Initiative helps people with severe autism, caregivers free of charge
It's estimated that one in 54 children are diagnosed with autism spectrum disorder, yet this diagnosis and its implications are still widely misunderstood. And despite the fact that Houston has the largest medical center in the world, it has few programs designed to treat severe behaviors in people with neurodevelopmental disabilities that don't involve a locked psychiatric unit and heavy medication.
The Center for Autism and Developmental Disorders is offering another option with the new Intensive Outpatient Behavior Disorders Clinic at University of Houston-Clear Lake at Pearland. The new clinic offers behavioral intervention and caregiver training, with no age restrictions.
In order to receive services, a client must have a diagnosis of autism, but due to grant funding provided by the Masonic Children and Family Services of Texas, all services are free.
Associate Professor of Behavior Analysis Jennifer Fritz, who is also director of this initiative, said that wait lists for services are often very long for individuals who need support with problem behavior. "Families can't afford this level of care without insurance if they're on ABA or Medicaid," she said. "This clinic will offer a place for families to receive high quality, compassionate care for both the individual and the family."

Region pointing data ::
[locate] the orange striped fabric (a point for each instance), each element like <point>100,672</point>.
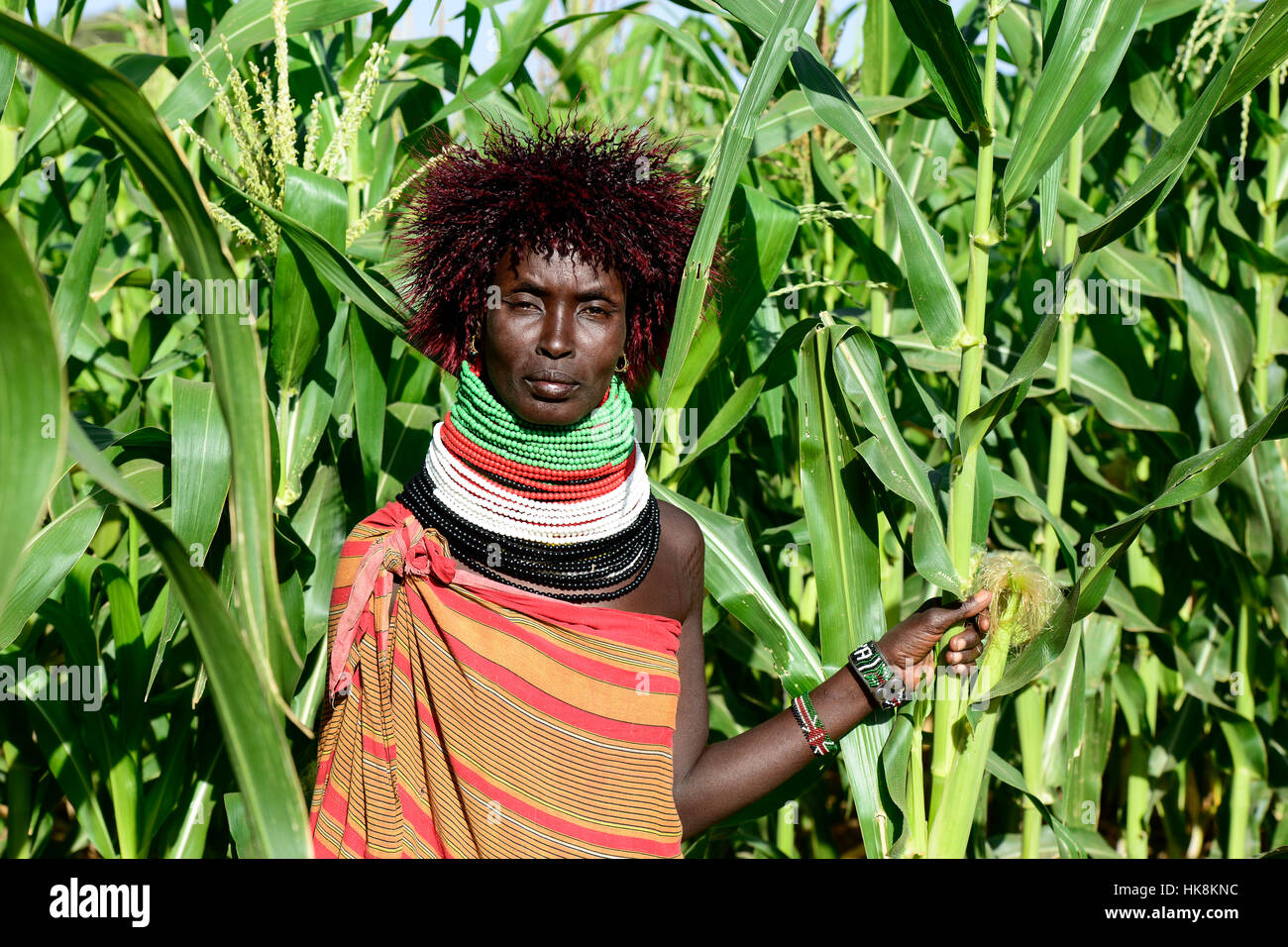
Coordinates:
<point>488,722</point>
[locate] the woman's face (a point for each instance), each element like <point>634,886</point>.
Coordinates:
<point>554,338</point>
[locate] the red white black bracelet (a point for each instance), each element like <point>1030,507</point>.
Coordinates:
<point>810,724</point>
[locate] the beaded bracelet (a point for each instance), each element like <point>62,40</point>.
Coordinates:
<point>810,724</point>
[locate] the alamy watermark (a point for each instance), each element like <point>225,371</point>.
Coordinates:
<point>1090,296</point>
<point>677,425</point>
<point>206,296</point>
<point>82,684</point>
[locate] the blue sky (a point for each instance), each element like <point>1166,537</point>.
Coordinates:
<point>420,20</point>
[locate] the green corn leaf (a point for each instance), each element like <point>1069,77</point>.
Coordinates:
<point>842,528</point>
<point>248,714</point>
<point>858,369</point>
<point>33,407</point>
<point>932,31</point>
<point>734,578</point>
<point>1093,39</point>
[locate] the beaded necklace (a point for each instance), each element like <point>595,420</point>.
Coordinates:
<point>562,506</point>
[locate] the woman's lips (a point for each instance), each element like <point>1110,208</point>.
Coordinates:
<point>553,390</point>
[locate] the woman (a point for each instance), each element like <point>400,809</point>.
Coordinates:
<point>516,659</point>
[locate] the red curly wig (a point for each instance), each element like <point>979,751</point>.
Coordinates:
<point>614,201</point>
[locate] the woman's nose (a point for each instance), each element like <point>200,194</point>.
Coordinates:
<point>555,339</point>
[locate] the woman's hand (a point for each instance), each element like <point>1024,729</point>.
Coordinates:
<point>910,644</point>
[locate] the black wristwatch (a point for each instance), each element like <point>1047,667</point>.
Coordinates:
<point>883,682</point>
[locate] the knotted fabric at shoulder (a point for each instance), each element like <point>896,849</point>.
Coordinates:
<point>404,551</point>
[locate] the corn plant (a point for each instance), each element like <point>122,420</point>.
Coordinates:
<point>1009,289</point>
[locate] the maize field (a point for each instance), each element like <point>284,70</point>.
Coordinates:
<point>1008,312</point>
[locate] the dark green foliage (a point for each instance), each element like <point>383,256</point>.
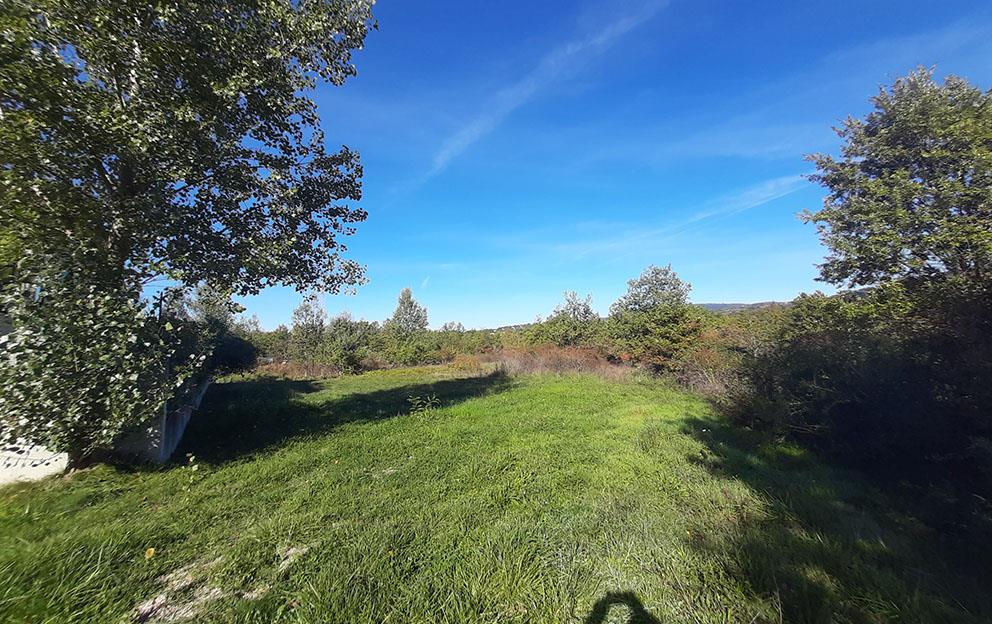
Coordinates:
<point>893,380</point>
<point>895,377</point>
<point>657,337</point>
<point>911,196</point>
<point>348,344</point>
<point>572,323</point>
<point>158,142</point>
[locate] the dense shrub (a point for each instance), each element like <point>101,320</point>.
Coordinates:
<point>892,379</point>
<point>557,360</point>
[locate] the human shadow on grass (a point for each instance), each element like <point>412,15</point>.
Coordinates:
<point>638,614</point>
<point>830,546</point>
<point>242,418</point>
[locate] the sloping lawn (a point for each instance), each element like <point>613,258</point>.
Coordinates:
<point>531,499</point>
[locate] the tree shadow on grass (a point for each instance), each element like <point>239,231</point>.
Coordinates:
<point>242,418</point>
<point>829,546</point>
<point>638,614</point>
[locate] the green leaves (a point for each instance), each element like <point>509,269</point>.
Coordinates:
<point>911,195</point>
<point>180,140</point>
<point>157,142</point>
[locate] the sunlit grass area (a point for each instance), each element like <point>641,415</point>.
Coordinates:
<point>430,495</point>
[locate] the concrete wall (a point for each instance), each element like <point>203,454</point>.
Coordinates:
<point>157,439</point>
<point>23,462</point>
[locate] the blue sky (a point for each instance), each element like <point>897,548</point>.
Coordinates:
<point>517,149</point>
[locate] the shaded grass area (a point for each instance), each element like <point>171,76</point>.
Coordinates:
<point>524,499</point>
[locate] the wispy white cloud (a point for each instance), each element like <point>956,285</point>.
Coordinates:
<point>558,63</point>
<point>631,240</point>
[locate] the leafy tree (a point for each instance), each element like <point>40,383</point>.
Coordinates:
<point>575,309</point>
<point>158,141</point>
<point>911,195</point>
<point>409,317</point>
<point>112,362</point>
<point>656,286</point>
<point>894,377</point>
<point>652,323</point>
<point>229,349</point>
<point>347,342</point>
<point>309,319</point>
<point>572,323</point>
<point>179,140</point>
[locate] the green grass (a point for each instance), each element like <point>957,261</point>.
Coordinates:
<point>532,499</point>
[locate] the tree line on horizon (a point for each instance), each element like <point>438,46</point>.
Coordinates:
<point>145,145</point>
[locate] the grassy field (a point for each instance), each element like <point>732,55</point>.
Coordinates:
<point>530,499</point>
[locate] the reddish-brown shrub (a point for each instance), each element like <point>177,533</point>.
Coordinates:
<point>550,359</point>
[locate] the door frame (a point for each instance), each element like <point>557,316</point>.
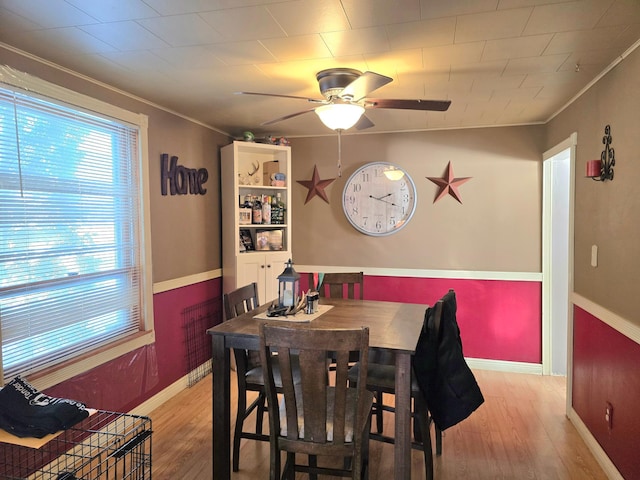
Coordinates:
<point>570,143</point>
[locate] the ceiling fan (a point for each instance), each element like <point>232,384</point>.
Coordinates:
<point>345,100</point>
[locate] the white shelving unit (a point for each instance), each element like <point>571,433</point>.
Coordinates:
<point>242,171</point>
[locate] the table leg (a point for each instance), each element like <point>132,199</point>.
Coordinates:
<point>402,449</point>
<point>221,409</point>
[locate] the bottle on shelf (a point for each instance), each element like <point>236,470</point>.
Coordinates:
<point>266,210</point>
<point>256,212</point>
<point>281,208</point>
<point>275,216</point>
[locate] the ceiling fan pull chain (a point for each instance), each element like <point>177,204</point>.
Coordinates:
<point>339,152</point>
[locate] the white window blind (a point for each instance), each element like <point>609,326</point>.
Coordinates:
<point>70,232</point>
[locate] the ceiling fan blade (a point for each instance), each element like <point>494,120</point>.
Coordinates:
<point>436,105</point>
<point>363,123</point>
<point>364,85</point>
<point>312,100</point>
<point>287,117</point>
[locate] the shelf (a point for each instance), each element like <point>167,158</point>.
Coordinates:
<point>261,187</point>
<point>264,225</point>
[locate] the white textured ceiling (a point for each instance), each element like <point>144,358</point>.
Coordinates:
<point>500,62</point>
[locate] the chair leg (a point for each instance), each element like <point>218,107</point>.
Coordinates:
<point>290,467</point>
<point>237,435</point>
<point>262,399</point>
<point>423,422</point>
<point>378,408</point>
<point>438,441</point>
<point>313,463</point>
<point>274,460</point>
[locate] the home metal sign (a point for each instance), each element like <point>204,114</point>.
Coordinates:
<point>181,180</point>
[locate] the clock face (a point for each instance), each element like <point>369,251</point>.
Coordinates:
<point>379,198</point>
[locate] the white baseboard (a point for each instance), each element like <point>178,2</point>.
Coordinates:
<point>601,457</point>
<point>158,399</point>
<point>505,366</point>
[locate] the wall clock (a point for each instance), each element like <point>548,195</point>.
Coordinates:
<point>379,198</point>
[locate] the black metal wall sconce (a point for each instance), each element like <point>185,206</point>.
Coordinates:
<point>601,170</point>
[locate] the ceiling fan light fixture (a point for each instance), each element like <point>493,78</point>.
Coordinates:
<point>340,116</point>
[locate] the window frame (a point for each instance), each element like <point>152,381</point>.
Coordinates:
<point>26,83</point>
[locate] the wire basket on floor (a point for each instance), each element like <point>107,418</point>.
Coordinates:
<point>105,445</point>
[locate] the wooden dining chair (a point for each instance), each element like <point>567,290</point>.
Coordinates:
<point>316,417</point>
<point>334,285</point>
<point>381,380</point>
<point>249,371</point>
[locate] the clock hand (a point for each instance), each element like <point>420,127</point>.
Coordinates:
<point>383,201</point>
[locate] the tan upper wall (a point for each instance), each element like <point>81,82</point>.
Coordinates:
<point>496,228</point>
<point>606,214</point>
<point>185,230</point>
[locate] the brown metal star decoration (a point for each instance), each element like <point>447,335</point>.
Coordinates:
<point>448,184</point>
<point>316,186</point>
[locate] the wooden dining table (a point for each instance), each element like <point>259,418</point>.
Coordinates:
<point>393,326</point>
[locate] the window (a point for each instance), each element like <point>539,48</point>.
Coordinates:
<point>72,227</point>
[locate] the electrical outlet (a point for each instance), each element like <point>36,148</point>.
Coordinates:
<point>608,415</point>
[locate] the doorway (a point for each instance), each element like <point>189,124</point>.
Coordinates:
<point>557,255</point>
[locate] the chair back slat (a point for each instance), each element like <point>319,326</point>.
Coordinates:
<point>335,285</point>
<point>317,409</point>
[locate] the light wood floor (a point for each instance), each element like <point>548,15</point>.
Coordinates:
<point>521,432</point>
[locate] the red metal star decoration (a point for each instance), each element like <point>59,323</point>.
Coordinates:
<point>448,184</point>
<point>316,186</point>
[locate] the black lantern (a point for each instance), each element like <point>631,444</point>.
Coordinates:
<point>288,286</point>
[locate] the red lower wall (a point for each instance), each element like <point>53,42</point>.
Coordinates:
<point>605,369</point>
<point>499,320</point>
<point>128,381</point>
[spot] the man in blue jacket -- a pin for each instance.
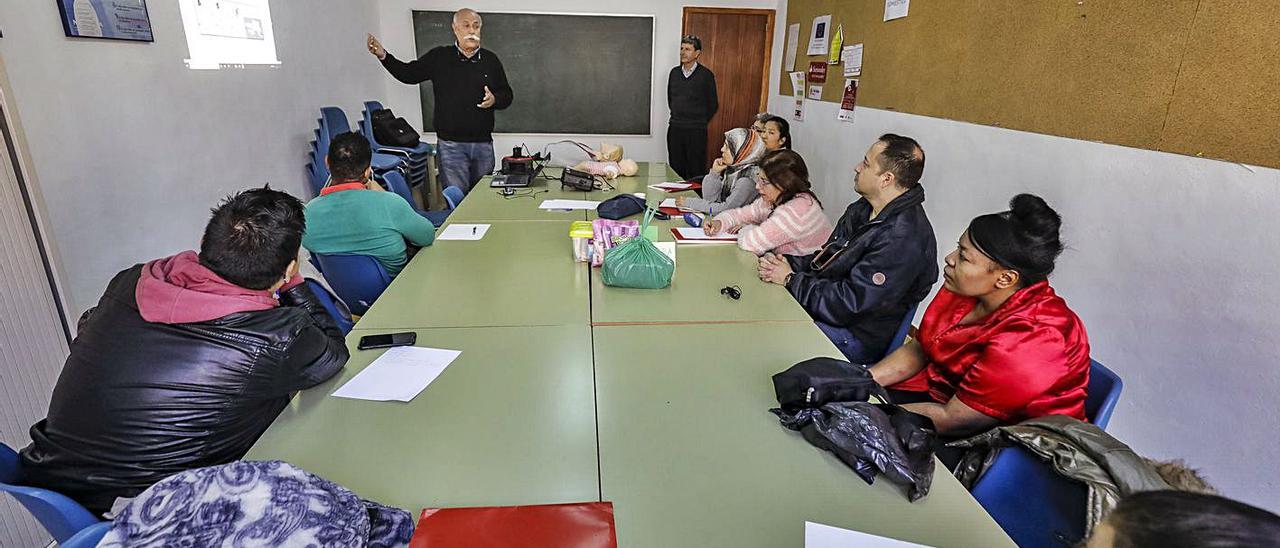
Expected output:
(881, 260)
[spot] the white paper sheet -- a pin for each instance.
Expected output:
(896, 9)
(792, 45)
(853, 59)
(667, 249)
(671, 187)
(568, 204)
(819, 35)
(470, 232)
(699, 236)
(817, 535)
(400, 374)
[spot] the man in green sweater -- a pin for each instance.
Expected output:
(355, 215)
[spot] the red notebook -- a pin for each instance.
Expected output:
(575, 525)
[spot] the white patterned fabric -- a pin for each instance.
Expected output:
(255, 503)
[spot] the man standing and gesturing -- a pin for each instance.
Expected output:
(469, 83)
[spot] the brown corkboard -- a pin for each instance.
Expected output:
(1194, 77)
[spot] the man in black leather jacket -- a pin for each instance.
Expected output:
(187, 360)
(881, 260)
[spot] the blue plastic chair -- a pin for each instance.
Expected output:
(1102, 394)
(359, 279)
(332, 306)
(1034, 505)
(453, 197)
(60, 516)
(903, 329)
(394, 182)
(87, 537)
(333, 122)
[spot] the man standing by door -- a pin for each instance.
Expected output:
(469, 83)
(691, 97)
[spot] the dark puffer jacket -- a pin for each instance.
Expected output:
(140, 401)
(888, 265)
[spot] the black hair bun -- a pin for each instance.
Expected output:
(1034, 218)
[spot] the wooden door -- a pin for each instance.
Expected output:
(33, 332)
(737, 46)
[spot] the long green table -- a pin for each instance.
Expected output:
(511, 421)
(521, 273)
(691, 457)
(570, 391)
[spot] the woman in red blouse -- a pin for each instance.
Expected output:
(996, 346)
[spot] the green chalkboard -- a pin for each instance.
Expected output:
(570, 73)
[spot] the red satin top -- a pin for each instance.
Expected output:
(1028, 359)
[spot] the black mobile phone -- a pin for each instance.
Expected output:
(387, 339)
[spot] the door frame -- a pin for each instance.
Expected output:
(768, 44)
(10, 127)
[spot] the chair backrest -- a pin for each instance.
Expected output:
(332, 306)
(88, 537)
(453, 196)
(359, 279)
(903, 329)
(396, 183)
(1034, 505)
(1031, 501)
(1102, 394)
(58, 514)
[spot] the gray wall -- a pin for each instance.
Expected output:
(131, 147)
(1170, 263)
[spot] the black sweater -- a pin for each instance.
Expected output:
(458, 85)
(691, 100)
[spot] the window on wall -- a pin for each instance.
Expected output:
(228, 33)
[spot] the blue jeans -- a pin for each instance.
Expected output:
(850, 346)
(462, 164)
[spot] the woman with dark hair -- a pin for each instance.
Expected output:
(786, 218)
(731, 182)
(1176, 519)
(776, 133)
(997, 345)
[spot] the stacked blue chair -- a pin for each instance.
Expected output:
(359, 279)
(58, 514)
(394, 182)
(1034, 505)
(332, 123)
(417, 159)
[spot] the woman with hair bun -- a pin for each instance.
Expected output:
(997, 345)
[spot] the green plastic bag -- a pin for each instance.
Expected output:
(638, 263)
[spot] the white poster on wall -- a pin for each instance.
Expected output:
(819, 35)
(792, 45)
(896, 9)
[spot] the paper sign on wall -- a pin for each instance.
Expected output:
(792, 44)
(819, 35)
(896, 9)
(818, 72)
(837, 40)
(853, 59)
(848, 101)
(798, 83)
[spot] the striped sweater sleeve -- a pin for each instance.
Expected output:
(795, 227)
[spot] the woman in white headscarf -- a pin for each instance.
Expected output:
(731, 183)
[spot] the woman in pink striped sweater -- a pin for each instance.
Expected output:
(786, 218)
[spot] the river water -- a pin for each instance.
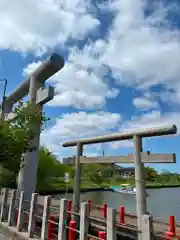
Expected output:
(161, 202)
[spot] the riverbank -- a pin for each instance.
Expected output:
(160, 185)
(70, 190)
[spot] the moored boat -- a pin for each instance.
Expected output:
(125, 189)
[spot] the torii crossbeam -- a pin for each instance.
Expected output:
(137, 137)
(33, 86)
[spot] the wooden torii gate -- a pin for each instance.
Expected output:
(139, 158)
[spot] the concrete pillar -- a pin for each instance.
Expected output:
(12, 210)
(62, 232)
(111, 224)
(46, 213)
(20, 212)
(4, 209)
(84, 221)
(77, 181)
(141, 205)
(31, 223)
(147, 227)
(29, 168)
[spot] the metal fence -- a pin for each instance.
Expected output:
(46, 221)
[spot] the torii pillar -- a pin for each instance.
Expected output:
(33, 85)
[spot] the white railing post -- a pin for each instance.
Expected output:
(20, 212)
(12, 210)
(4, 204)
(147, 226)
(46, 213)
(63, 219)
(111, 224)
(32, 222)
(84, 221)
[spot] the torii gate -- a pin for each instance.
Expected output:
(33, 86)
(137, 137)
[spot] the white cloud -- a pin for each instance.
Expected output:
(121, 144)
(143, 52)
(144, 103)
(76, 86)
(37, 27)
(140, 53)
(78, 125)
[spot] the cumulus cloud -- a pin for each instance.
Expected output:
(78, 125)
(77, 87)
(144, 103)
(143, 52)
(37, 27)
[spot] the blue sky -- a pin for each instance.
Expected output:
(121, 68)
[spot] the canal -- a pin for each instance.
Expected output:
(161, 202)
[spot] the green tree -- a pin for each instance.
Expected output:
(150, 174)
(16, 135)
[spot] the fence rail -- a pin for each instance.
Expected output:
(51, 222)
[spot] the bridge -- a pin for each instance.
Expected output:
(46, 218)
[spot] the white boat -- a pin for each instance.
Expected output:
(125, 189)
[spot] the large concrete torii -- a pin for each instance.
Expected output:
(33, 86)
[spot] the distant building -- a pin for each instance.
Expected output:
(124, 172)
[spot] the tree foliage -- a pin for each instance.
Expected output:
(16, 135)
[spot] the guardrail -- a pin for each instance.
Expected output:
(49, 222)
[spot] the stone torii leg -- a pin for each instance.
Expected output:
(28, 173)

YOUR OBJECTIVE :: Retype the part of the autism clinic article that begins at the words "Initiative helps people" and stops after the words "and heavy medication.". These items were drawn from a different source than the autism clinic article.

REPLY TO THE EXERCISE ::
Initiative helps people with severe autism, caregivers free of charge
It's estimated that one in 54 children are diagnosed with autism spectrum disorder, yet this diagnosis and its implications are still widely misunderstood. And despite the fact that Houston has the largest medical center in the world, it has few programs designed to treat severe behaviors in people with neurodevelopmental disabilities that don't involve a locked psychiatric unit and heavy medication.